• _Texte source_:
#####

15. Le jour, tel que nous l’avons désigné, fut instruit de cet enchaînement des œuvres divines : cette révélation le fit assister, pour ainsi dire, à six reprises différentes, aux harmonies de la création, et produisit ainsi comme une période de six jours, quoique ce soit le même jour qui contemple la création, telle qu’elle s’accomplit dans la puissance divine, telle ensuite qu’elle s’aperçoit dans les œuvres de Dieu, et qui la ramène à sa fin, l’amour divin, établissant ainsi le soir, le matin, le midi, qui divisent chaque création, non d’après la chronologie, mais selon l’ordre qui préside à leur développement. Ce même jour reproduisit au point de vue intellectuel le repos que prit le Créateur après l’achèvement de toutes ses œuvres, et qui, à ce titre, n’eut pas de soir, et il mérita d’être béni et sanctifié. Voilà pourquoi le nombre sept est en quelque sorte consacré au Saint-Esprit : l’Écriture le célèbre[1] ; l’Église s’en souvient.

#####

Veuillez dire si chacune des affirmations suivantes concorde avec le texte source, en répondant par oui ou par non et en citant les mots exacts du texte qui tranchent : (a) le nombre sept est en quelque sorte consacré au Saint-Esprit ; (b) le soir, le matin et le midi divisent chaque création d’après la chronologie ; (c) la révélation produisit comme une période de sept jours.

• _Données fournies_:
#####

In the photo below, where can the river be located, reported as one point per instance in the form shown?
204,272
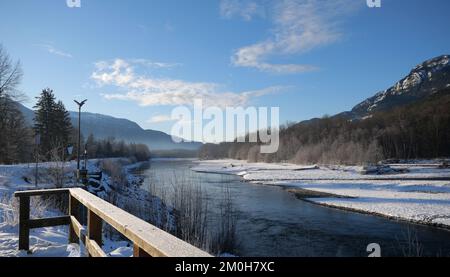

#####

• _Résultat ci-dessous_:
(a) Oui : « le nombre sept est en quelque sorte consacré au Saint-Esprit ».
(b) Non : « non d’après la chronologie, mais selon l’ordre qui préside à leur développement ».
(c) Non : « produisit ainsi comme une période de six jours ».